> EXERCISE INPUT
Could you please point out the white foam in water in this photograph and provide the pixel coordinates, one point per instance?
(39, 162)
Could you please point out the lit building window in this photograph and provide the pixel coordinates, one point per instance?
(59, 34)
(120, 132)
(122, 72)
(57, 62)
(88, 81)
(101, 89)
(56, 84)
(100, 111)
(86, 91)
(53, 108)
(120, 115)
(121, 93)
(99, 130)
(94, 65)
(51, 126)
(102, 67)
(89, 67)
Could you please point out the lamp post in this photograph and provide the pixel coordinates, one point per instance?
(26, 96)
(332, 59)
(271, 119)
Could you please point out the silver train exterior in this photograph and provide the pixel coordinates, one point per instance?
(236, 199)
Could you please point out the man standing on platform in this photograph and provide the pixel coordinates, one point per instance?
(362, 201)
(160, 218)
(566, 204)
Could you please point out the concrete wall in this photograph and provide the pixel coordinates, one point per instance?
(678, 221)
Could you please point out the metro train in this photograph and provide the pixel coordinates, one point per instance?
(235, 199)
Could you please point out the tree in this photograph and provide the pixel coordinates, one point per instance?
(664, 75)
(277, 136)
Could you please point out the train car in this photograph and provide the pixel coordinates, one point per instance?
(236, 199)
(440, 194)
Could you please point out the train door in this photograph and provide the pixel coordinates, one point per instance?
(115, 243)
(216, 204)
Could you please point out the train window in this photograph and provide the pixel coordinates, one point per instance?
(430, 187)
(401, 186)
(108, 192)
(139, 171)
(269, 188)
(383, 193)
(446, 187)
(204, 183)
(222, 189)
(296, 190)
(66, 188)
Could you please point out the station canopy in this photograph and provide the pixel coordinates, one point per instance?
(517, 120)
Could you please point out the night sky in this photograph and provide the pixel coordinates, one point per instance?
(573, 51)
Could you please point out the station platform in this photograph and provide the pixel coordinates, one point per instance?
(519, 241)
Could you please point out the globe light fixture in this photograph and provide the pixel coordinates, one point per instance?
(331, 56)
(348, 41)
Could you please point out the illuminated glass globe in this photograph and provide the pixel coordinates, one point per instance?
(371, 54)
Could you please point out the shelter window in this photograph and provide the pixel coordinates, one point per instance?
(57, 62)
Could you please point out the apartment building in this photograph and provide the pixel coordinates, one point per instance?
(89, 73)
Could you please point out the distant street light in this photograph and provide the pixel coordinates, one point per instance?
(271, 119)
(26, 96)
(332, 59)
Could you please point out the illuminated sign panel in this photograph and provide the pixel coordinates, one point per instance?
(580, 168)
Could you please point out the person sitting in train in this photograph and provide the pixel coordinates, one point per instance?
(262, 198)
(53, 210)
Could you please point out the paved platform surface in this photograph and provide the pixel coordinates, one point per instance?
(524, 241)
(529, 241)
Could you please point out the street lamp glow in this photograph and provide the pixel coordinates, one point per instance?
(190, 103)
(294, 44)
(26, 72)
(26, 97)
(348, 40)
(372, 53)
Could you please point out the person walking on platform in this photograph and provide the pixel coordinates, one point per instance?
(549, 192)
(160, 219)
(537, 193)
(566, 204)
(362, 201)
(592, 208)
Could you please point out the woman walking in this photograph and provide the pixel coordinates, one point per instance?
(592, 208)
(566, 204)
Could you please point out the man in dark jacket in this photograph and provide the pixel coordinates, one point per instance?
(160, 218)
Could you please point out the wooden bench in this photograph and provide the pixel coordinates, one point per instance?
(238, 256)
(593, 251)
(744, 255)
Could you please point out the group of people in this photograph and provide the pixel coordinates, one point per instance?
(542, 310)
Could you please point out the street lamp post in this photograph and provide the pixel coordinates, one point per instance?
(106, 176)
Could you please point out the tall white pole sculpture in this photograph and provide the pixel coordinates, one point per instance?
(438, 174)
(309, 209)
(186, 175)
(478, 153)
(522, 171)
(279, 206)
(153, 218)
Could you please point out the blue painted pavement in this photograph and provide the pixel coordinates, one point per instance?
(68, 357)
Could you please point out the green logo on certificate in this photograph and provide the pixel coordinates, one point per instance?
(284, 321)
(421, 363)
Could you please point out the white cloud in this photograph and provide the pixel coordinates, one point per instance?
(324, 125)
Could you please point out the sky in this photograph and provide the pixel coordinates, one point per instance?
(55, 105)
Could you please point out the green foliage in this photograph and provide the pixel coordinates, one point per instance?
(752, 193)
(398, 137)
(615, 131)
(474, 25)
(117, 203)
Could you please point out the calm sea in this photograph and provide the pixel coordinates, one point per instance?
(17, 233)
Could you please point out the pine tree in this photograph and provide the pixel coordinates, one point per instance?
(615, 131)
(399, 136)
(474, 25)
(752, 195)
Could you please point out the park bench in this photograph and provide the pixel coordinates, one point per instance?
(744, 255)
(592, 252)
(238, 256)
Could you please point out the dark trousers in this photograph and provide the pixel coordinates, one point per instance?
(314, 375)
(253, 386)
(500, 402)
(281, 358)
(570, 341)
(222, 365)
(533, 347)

> REQUIRED WORK
Copy the records above word for word.

> RESULT FOR THIS TASK
Could you please point out the white foam in water in this photograph and provide the pixel coordinates, one point per instance?
(39, 162)
Could you please point out the lit building window in this photograph and provide the pixel coordinates, one point per instance?
(59, 34)
(120, 132)
(122, 72)
(57, 62)
(88, 81)
(101, 89)
(56, 84)
(100, 111)
(86, 91)
(53, 108)
(120, 115)
(121, 93)
(99, 130)
(94, 65)
(51, 126)
(102, 67)
(89, 67)
Could you please point out the lamp post in this photograph and provide the pixel coordinates, one point per instance?
(26, 96)
(332, 59)
(271, 119)
Could you please point out the silver train exterior in this photograph and provide the pixel coordinates, one point per instance?
(236, 199)
Could you please point out the man standing on platform in this photograph and provide the pixel coordinates, one point per instance?
(362, 201)
(160, 218)
(566, 204)
Could you please point out the concrete wall in this photograph and provide the pixel coordinates, one point per instance?
(678, 221)
Could you please point out the metro train in this photograph and provide the pixel coordinates, one point per instance?
(235, 199)
Could you please point out the tree in this photograph and provide the pixel coordinates, one point per instance?
(664, 75)
(277, 136)
Could you please point out the train car in this photograph and provide the pixel coordinates, one point per instance?
(236, 199)
(440, 194)
Could you please point out the train door in this photograph and provide the pixel coordinates, one point per instance?
(115, 243)
(216, 204)
Could you please point out the train window in this photograph and provide the pixel coordinates, one point per instance?
(430, 187)
(401, 186)
(108, 192)
(139, 171)
(269, 188)
(383, 193)
(446, 187)
(204, 183)
(222, 189)
(296, 190)
(66, 188)
Could you please point out the station canopy in this photograph and provide the pixel coordinates, one point per instance?
(517, 120)
Could you please point out the night sky in this photograph and provide the pixel coordinates, one point per instance?
(573, 51)
Could you please point out the station platform in this photograph and provide the pixel coordinates, one point per instance?
(519, 241)
Could you please point out the globe light fixture in this photograph and provide the pixel coordinates, one point per instance?
(331, 56)
(348, 41)
Could you please point out the illuminated glass globe in this photograph and provide the pixel coordinates, one point per instance?
(371, 54)
Could you please point out the shelter window in this photograph and provide the pixel coordinates, one point per instance?
(57, 62)
Could you please point out the apartment building in this photograph and provide the pixel coordinates, one point per instance?
(89, 73)
Could you please point out the distant street light in this photograph and provide the pixel coordinates, one point per instance?
(271, 119)
(26, 96)
(332, 59)
Could you please point out the illuminated sign panel in this photograph and provide the pixel coordinates, one point per instance?
(580, 168)
Could you please point out the person sitting in train in this photograph and provide the pixel coordinates, one point per instance?
(262, 198)
(53, 210)
Could you please point out the paved platform surface in this photograph and provide the pixel coordinates, one point per instance?
(524, 241)
(529, 241)
Could you please point out the street lamp glow in this photograph and provide the pixel coordinates, one point per instance?
(190, 103)
(294, 44)
(26, 72)
(26, 97)
(348, 40)
(372, 53)
Could you please point out the person walking on platform in this photograph and provide the pixel coordinates, one point per instance?
(549, 192)
(160, 219)
(537, 193)
(566, 204)
(362, 201)
(592, 208)
Could you please point out the woman walking in this photograph and provide the pixel coordinates, one point per instance?
(592, 208)
(566, 204)
Could you please point out the man in dark jacket in this photograph and provide the pixel coordinates, one point per instance?
(160, 218)
Could you please point out the wooden bench in this photograph and provide the pixel coordinates, one point per instance?
(238, 256)
(593, 251)
(744, 255)
Could you please point out the group of people in this photograph and provide the pixel coordinates, one point per instance?
(542, 310)
Could you please point out the street lamp post in this photograph and provide the pixel coordinates, one point per instance?
(106, 176)
Could you please point out the tall white pole sculpture in this photograph and provide the pixel coordinates, one point per instance?
(438, 174)
(309, 209)
(186, 175)
(478, 153)
(522, 171)
(279, 206)
(153, 218)
Could you please point out the blue painted pavement in this photograph and provide the pixel coordinates, one point per instance?
(68, 357)
Could you please point out the green logo on certificate in this photograph and provide the pixel coordinates, one point per instance?
(284, 321)
(421, 363)
Could you please point out the white cloud in this photograph and provide the pixel coordinates, one point per instance?
(324, 125)
Could you please point out the sky in this photograph and provide the pixel coordinates, one point per instance?
(55, 105)
Could you please point out the green foliage in this photograph and provide the pixel coordinates, one point per instance?
(752, 193)
(398, 137)
(615, 131)
(474, 25)
(117, 203)
Could you please point out the calm sea in this photograph and provide the pixel coordinates, one point per instance?
(17, 233)
Could you please point out the pine tree in this photograph and provide the pixel coordinates, one point per instance?
(615, 131)
(399, 136)
(474, 25)
(752, 195)
Could you please point out the park bench in this photograph and provide the pixel coordinates, one point per instance?
(744, 255)
(592, 252)
(238, 256)
Could you please point out the dark trousers in this photograph and provide the pixel coordinates, one point per instance?
(314, 375)
(253, 386)
(500, 402)
(281, 358)
(570, 341)
(222, 365)
(533, 347)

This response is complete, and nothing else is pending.